- GIVEN TEXT -
——

At UF Health Shands Hospital, one of seven hospitals in the University of Florida Health system, Harini Bejjanki, MD, assistant professor in the Division of Hospital Medicine at the University of Florida, routinely found herself in situations where she had ordered a study for an admitted patient only to later discover that the same test had been done previously.
After a brief review, Dr. Bejjanki found that Shands’ inpatient lab annual costs were above the national average, and that even lab technicians had noticed studies such as measures of hemoglobin A1C for diabetes were being performed multiple times on the same patient within two to three days.
Dr. Bejjanki was already leading a team that had been charged with decreasing lab costs, so instituting an intervention based on Choosing Wisely recommendations was a natural fit for that work.
Dr. Bejjanki developed a study using “pop-up” best practice alerts in the electronic medical record system, based on Choosing Wisely lists from the Society of Hospital Medicine and the Critical Care Societies Collaborative, which has listed avoidance of daily diagnostics tests as one of its recommendations. The results were published in October 2018 as “The role of a best practice alert in the electronic medical record in reducing repetitive lab tests” in the ClinicoEconomics and Outcomes Research journal.
The study included 17 clinical lab tests, including complete blood count with differential (CBC w diff), B12, prostate specific antigen (PSA) and hemoglobin A1C, and involved all inpatients on the general, intermediate and intensive care floors at the 915-bed private, non-profit tertiary care center.
The goal was to use the computerized alerts, with evidence-based, test-specific time intervals determined by a multidisciplinary group of hospitalists and pathologists to reduce the percentage of repetitive labs over 17 months. A test was considered duplicate if a second test performed within a specified time period would not change patient management. The alert displayed ordering time, collecting time, resulting time and the most recent result.
There was a wide range in study results, with a high of a 58.7 percent decrease for duplicate Vitamin D testing and a low of a 6.9 percent decrease for duplicate PSA tests. Overall, the intervention was effective in reducing the total number of inpatient duplicate orders,as well as the percentage of duplicate orders among the total number of inpatient lab orders.
While duplicate orders for CBC with diff had a 3.3 percentage increase after intervention, both the total number of inpatient orders and total number of duplicate inpatient orders for the blood test declined. The associated cost of duplicate labs declined by roughly $70,000 over the study period. Dr. Bejjanki said the Shands study is unique in that it implemented the intervention across 17 lab tests and collected data over three years to allow for random variation and more statistically reliable results.
She added that the EMR-based strategy was a simple, relatively inexpensive way to achieve consistent and sustainable change in practice “Sometimes, we have to spend more time with computers than with patients. The EMR is where everything is done in medicine today,” she said, adding that she relies on the tool to review labs, order labs and look up other physicians’ patient notes. “The EMR is a great tool if used well; we just have to optimize it to our needs.”

——

- DATA FOR ANALYSIS -
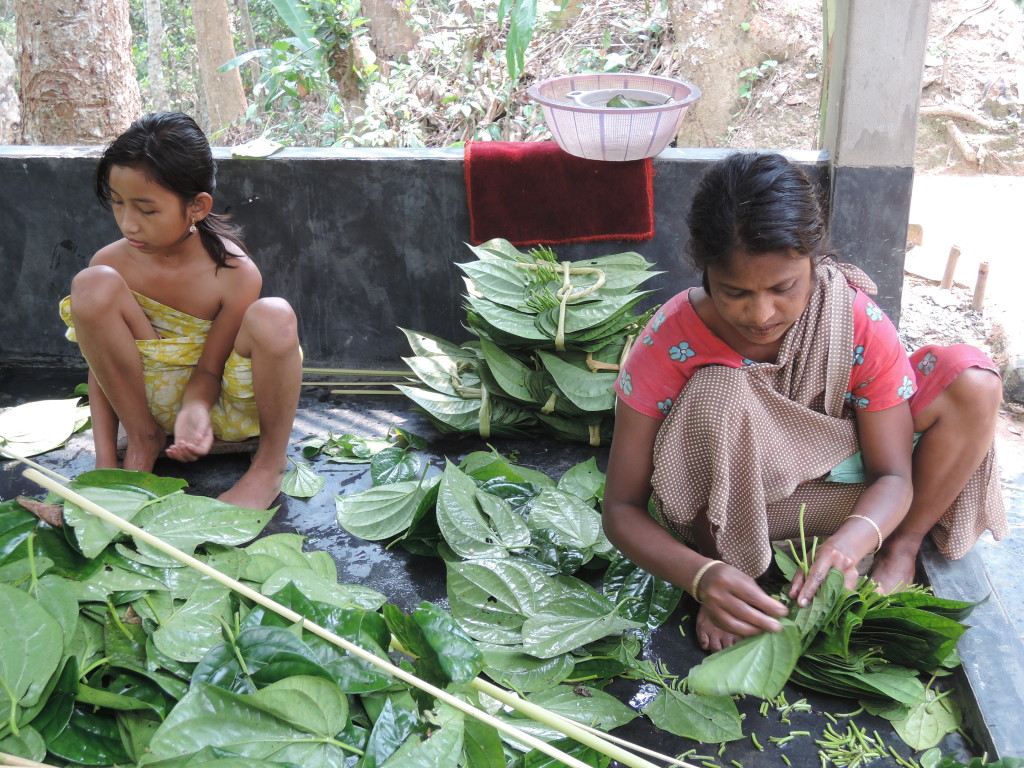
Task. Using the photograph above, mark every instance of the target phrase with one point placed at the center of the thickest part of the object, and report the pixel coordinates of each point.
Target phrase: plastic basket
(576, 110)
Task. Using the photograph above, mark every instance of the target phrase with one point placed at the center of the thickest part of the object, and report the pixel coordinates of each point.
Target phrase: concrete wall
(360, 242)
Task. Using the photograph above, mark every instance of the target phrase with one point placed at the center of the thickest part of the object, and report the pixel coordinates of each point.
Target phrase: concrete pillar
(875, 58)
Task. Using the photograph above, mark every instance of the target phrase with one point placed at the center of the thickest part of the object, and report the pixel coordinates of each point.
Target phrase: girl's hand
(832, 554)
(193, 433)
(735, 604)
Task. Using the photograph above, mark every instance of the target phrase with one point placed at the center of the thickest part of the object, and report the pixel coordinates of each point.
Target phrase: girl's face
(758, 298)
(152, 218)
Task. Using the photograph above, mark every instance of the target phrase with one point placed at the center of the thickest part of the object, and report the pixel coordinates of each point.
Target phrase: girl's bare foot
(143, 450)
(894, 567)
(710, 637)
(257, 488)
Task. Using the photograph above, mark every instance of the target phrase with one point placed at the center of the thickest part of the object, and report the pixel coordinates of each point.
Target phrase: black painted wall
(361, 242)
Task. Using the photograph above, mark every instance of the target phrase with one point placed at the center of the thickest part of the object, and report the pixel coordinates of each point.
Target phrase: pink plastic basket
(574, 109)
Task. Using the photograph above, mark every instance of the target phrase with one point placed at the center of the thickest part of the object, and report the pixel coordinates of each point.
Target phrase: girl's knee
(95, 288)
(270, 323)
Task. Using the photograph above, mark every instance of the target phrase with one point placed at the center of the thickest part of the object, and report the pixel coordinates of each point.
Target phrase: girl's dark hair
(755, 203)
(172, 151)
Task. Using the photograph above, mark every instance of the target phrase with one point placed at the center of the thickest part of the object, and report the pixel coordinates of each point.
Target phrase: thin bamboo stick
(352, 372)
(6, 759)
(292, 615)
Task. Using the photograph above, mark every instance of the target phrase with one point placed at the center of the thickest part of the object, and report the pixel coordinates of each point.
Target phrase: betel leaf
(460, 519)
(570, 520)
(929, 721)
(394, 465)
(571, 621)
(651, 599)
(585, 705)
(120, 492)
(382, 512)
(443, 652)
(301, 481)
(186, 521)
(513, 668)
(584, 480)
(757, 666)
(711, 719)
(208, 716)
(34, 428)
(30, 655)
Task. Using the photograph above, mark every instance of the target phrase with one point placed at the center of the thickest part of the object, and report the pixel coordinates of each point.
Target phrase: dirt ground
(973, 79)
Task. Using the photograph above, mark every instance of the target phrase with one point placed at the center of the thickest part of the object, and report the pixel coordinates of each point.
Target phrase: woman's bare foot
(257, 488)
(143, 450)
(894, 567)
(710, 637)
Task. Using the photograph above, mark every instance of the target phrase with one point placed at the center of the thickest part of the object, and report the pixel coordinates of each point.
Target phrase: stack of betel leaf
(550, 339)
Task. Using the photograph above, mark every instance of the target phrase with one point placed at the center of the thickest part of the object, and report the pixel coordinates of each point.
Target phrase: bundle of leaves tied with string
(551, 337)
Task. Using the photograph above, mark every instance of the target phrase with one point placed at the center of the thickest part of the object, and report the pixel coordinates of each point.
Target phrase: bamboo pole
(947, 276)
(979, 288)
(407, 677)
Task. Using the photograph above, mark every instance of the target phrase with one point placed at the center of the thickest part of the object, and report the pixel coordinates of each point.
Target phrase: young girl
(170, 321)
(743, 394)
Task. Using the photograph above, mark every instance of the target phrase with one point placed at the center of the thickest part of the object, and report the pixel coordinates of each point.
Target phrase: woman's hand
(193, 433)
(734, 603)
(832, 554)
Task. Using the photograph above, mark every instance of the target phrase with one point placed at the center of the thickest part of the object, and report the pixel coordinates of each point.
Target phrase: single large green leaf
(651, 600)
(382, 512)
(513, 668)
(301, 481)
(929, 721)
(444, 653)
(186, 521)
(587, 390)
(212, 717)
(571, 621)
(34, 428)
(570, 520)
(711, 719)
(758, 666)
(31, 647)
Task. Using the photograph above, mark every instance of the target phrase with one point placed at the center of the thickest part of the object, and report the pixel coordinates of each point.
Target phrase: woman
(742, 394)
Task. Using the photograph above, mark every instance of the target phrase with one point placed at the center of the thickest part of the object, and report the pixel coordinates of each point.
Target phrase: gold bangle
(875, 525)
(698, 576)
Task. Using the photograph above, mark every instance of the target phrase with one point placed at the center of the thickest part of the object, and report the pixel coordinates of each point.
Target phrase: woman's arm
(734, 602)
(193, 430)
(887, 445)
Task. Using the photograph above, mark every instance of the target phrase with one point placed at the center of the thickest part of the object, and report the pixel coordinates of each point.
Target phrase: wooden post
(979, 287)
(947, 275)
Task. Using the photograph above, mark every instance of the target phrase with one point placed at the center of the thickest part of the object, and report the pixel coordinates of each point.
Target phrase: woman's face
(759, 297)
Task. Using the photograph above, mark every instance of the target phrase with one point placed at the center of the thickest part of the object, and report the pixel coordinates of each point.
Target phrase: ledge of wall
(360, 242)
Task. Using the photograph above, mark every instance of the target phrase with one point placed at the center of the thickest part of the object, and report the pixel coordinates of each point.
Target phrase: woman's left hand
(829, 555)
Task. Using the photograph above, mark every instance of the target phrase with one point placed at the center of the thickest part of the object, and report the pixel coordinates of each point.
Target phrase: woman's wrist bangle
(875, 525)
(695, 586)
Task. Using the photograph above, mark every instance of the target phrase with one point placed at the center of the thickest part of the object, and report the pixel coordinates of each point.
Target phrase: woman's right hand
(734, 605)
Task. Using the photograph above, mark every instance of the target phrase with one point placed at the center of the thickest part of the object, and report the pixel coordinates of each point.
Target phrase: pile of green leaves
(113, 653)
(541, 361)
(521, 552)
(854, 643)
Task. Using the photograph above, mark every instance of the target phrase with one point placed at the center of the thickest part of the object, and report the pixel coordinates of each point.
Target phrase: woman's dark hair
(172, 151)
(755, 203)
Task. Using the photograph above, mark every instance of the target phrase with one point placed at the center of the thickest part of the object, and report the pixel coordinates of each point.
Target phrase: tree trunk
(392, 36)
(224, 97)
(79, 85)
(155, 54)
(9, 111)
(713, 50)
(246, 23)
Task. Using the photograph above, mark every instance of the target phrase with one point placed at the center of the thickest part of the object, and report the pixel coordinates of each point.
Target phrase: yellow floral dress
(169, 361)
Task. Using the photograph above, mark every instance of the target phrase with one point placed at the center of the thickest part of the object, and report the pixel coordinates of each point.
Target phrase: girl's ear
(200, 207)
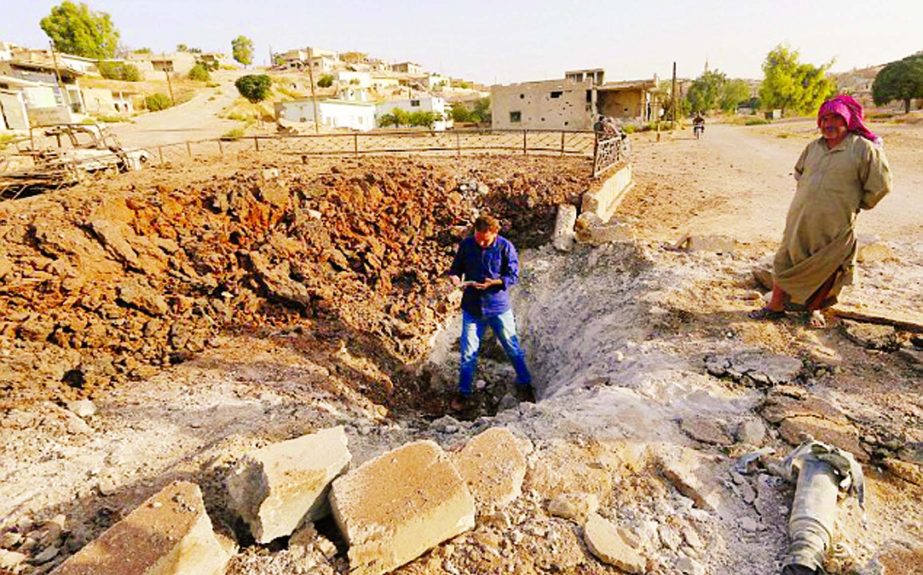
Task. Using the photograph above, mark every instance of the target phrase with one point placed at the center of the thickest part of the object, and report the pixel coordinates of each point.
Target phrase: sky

——

- WHAT YOU NEED TO DO -
Copy the text about reducing duplicate lab tests above word for word, from "Dr. Bejjanki was" up to and including "Outcomes Research journal.".

- RESULT -
Dr. Bejjanki was already leading a team that had been charged with decreasing lab costs, so instituting an intervention based on Choosing Wisely recommendations was a natural fit for that work.
Dr. Bejjanki developed a study using “pop-up” best practice alerts in the electronic medical record system, based on Choosing Wisely lists from the Society of Hospital Medicine and the Critical Care Societies Collaborative, which has listed avoidance of daily diagnostics tests as one of its recommendations. The results were published in October 2018 as “The role of a best practice alert in the electronic medical record in reducing repetitive lab tests” in the ClinicoEconomics and Outcomes Research journal.